***** SELECTED EXCERPT *****

Many of us are aware that October is Breast Cancer Awareness Month, but few people know the history of this disease. While there is still much to learn about Breast Cancer, we do have the answer to some of the more basic questions. Who first learned about breast cancer? What are past and present treatments? When did doctors start treating it? Where did it originate? How has research progressed since the first observation of it? This article will outline what we know about the discovery and study of this life changing illness.
We can trace breast cancer all the way back to ancient Egypt. Because breast cancer is outwardly visible in its late stages, the Egyptians most certainly noticed it. Doctors deemed the case incurable and “cool to the touch, bulging, and spread all over the breast.” Ancient Greeks blamed this cancer on an imbalance of bodily fluid. Hippocrates even created the ‘wandering womb theory,’ in which he hypothesized that a woman’s uterus could move around the body, leaving behind health problems. Today, scientists no longer accept these theories, but we can thank the Greeks for making the first step in breast cancer discovery.
Between the sixteenth and eighteenth centuries, exploration of the human body boomed, leading to a golden age for the emergence of surgery. Scientists also began to reconsider outdated theories. They replaced those old concepts with new ones, some of which are still practiced today. These new theories included treatments that promoted physical injury to the breast, blockages of lymph glands, and compression from tight clothing. Yet, despite their lack of knowledge concerning the causes of breast cancer, doctors performed a range of heroic surgeries in order to eradicate the disease from their patients.

*****

• [WHAT TO WORK ON]:
(a) Reproduce the passage on the history of breast cancer word for word, from "We can trace" up to and including "breast cancer discovery.".
(b) Please carry on the passage on the history of breast cancer from its last sentence.

***** DATASET *****

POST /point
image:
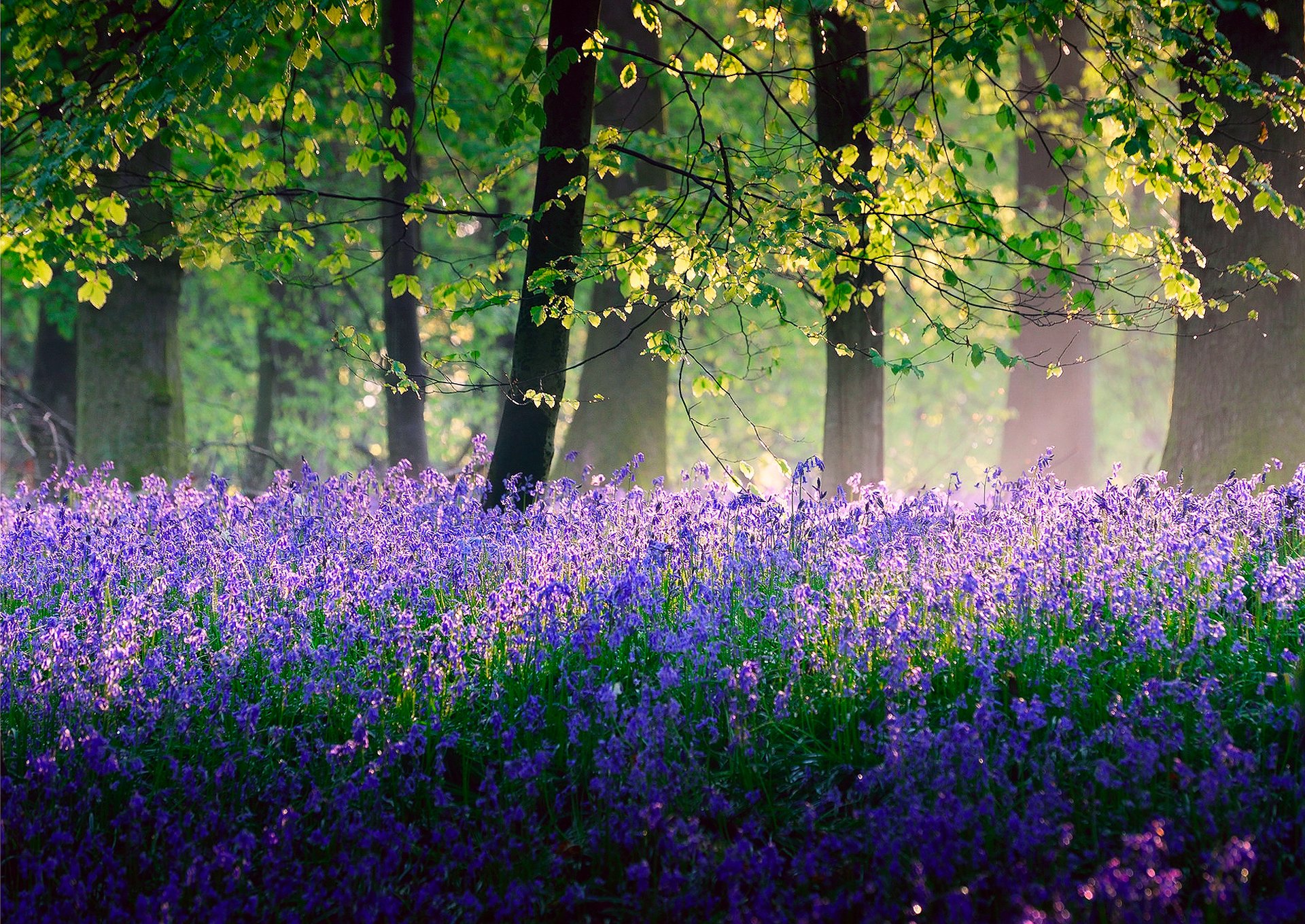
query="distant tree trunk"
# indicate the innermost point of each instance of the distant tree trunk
(1239, 391)
(1049, 412)
(632, 416)
(265, 398)
(854, 385)
(130, 406)
(405, 412)
(54, 384)
(525, 444)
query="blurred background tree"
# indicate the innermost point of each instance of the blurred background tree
(954, 174)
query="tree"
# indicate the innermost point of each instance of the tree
(401, 241)
(54, 384)
(130, 405)
(854, 300)
(1239, 380)
(1051, 410)
(529, 422)
(632, 416)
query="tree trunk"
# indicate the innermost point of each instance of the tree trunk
(633, 416)
(1239, 385)
(854, 385)
(525, 444)
(405, 412)
(264, 406)
(1049, 412)
(130, 406)
(54, 384)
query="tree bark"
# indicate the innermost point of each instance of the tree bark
(130, 408)
(854, 385)
(1239, 385)
(526, 429)
(633, 415)
(54, 384)
(1049, 412)
(405, 412)
(264, 406)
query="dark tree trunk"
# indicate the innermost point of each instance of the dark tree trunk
(1049, 412)
(1239, 385)
(854, 385)
(405, 412)
(130, 406)
(633, 415)
(265, 398)
(54, 384)
(525, 444)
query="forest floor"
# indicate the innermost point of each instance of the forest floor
(371, 700)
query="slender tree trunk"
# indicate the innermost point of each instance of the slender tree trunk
(1239, 385)
(1049, 412)
(525, 444)
(405, 412)
(54, 384)
(854, 385)
(633, 416)
(130, 406)
(265, 399)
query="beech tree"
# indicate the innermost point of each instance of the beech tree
(130, 404)
(1239, 380)
(401, 242)
(632, 415)
(533, 395)
(1051, 412)
(854, 296)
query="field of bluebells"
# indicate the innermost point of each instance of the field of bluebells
(370, 700)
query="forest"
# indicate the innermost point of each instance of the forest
(652, 460)
(1022, 229)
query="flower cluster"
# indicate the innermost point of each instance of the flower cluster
(371, 698)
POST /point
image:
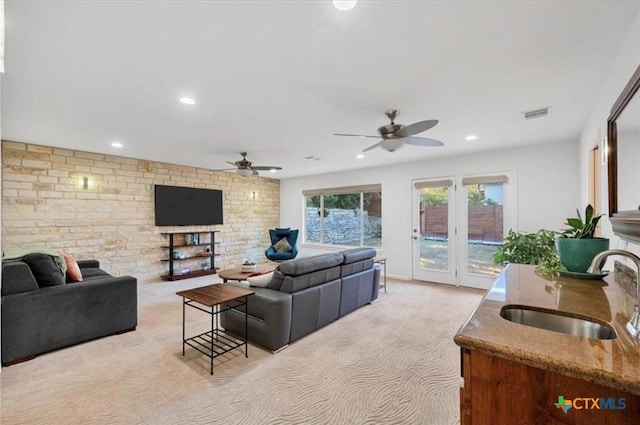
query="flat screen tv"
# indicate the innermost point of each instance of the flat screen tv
(186, 206)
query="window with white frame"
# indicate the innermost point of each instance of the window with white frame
(347, 216)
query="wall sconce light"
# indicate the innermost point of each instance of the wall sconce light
(83, 183)
(604, 151)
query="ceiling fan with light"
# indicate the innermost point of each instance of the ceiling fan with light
(245, 168)
(394, 136)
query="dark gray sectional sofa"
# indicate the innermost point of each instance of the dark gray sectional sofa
(306, 294)
(36, 320)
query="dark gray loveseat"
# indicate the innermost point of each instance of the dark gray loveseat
(306, 294)
(36, 320)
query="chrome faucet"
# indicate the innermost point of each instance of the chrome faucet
(633, 327)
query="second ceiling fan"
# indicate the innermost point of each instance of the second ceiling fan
(394, 136)
(245, 168)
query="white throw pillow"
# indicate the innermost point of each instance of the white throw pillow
(261, 281)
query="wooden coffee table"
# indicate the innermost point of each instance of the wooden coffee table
(239, 275)
(218, 298)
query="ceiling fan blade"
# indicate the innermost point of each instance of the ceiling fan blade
(265, 168)
(354, 135)
(422, 141)
(415, 128)
(372, 146)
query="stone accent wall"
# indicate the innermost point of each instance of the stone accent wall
(112, 220)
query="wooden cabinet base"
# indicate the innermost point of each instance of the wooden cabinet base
(498, 391)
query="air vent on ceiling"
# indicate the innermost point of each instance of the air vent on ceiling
(536, 113)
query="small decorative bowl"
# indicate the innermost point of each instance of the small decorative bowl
(248, 268)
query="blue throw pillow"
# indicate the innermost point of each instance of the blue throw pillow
(283, 232)
(44, 269)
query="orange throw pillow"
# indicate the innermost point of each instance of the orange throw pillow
(73, 269)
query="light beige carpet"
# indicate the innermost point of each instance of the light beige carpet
(393, 362)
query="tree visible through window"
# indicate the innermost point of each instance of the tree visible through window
(352, 218)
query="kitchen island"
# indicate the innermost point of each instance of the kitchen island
(519, 374)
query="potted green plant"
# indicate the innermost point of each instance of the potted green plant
(537, 248)
(577, 245)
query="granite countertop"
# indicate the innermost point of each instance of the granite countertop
(614, 363)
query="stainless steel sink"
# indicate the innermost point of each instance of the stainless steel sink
(557, 322)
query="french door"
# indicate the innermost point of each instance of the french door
(457, 227)
(434, 243)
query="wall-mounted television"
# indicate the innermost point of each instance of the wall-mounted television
(187, 206)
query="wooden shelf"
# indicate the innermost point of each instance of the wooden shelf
(187, 245)
(195, 273)
(191, 253)
(191, 257)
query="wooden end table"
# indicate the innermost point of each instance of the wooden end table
(239, 275)
(215, 342)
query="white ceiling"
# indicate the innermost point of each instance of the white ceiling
(278, 78)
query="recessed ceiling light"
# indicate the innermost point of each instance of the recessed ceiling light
(344, 5)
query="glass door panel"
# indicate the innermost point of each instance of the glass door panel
(434, 232)
(485, 224)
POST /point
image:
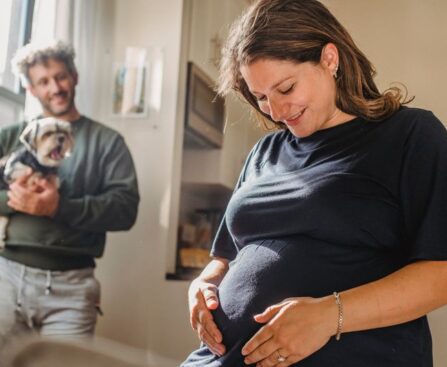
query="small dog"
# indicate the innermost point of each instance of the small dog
(45, 144)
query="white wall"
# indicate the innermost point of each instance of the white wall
(405, 39)
(140, 307)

*****

• [PER-TASK OUTPUTS]:
(a)
We can trace breast cancer all the way back to ancient Egypt. Because breast cancer is outwardly visible in its late stages, the Egyptians most certainly noticed it. Doctors deemed the case incurable and “cool to the touch, bulging, and spread all over the breast.” Ancient Greeks blamed this cancer on an imbalance of bodily fluid. Hippocrates even created the ‘wandering womb theory,’ in which he hypothesized that a woman’s uterus could move around the body, leaving behind health problems. Today, scientists no longer accept these theories, but we can thank the Greeks for making the first step in breast cancer discovery.

(b)
By the nineteenth century, surgery flourished, thanks to discoveries that made the procedure safer. This allowed for a higher likelihood of beneficial outcomes for the patient. Necessary surgical procedures today, like disinfection, use of sterile gloves, and general anesthesia, made their debut during the 1800s. Additionally, microscopic identification of normal and cancerous cells led to new, alternative ways of treatment. William Halsted, a professor at John Hopkins, began performing radical mastectomies around 1880. He emphasized removing the breast tissue in one-piece, including the underlying muscle and lymph nodes. Such a surgery was necessary to prevent recurrence, but it left long-term pain and disabling effects. Radical mastectomies would remain the standard procedure until 1950. Still, despite the advancements in surgery and treatment, doctors remained clueless on the cause of cancer. Some suggested psychological reasons—one doctor theorized that the fear of cancer resulted in breast cancer—because of their hopelessness of the unknown.
Finally, after hundreds of years of uncertainty, twentieth century researchers saw a glimmer of hope: DNA. The discovery of DNA helped scientists understand the role of genetics in cancer. Modern treatment then emerged as a result of scientists establishing the relationship between cancer and genes. By viewing cancer as a localized disease, surgeons are now able to remove it before it spreads. Additionally, breast cancer diagnoses and treatments have been revolutionized through discoveries in medical radiation as a means of killing cancer cells, chemotherapy, and mammography. Lumpectomies, which remove only the cancerous tumor and any surrounding affected tissue, became a new option for women in the 1970s. In the 80s and 90s, thousands of women underwent high-dose bone marrow transplants, hoping it would increase their long-term survival rates; unfortunately, this plan backfired, and fifteen to twenty percent of these women died. Several years later, research demonstrated that hormonal replacement therapies could increase the risk of developing breast cancer. And in the late 90s, researchers associated certain variants of two genes with an eighty percent increase in breast cancer; in fact, this research has motivated women with the mutation take steps to reduce their risks.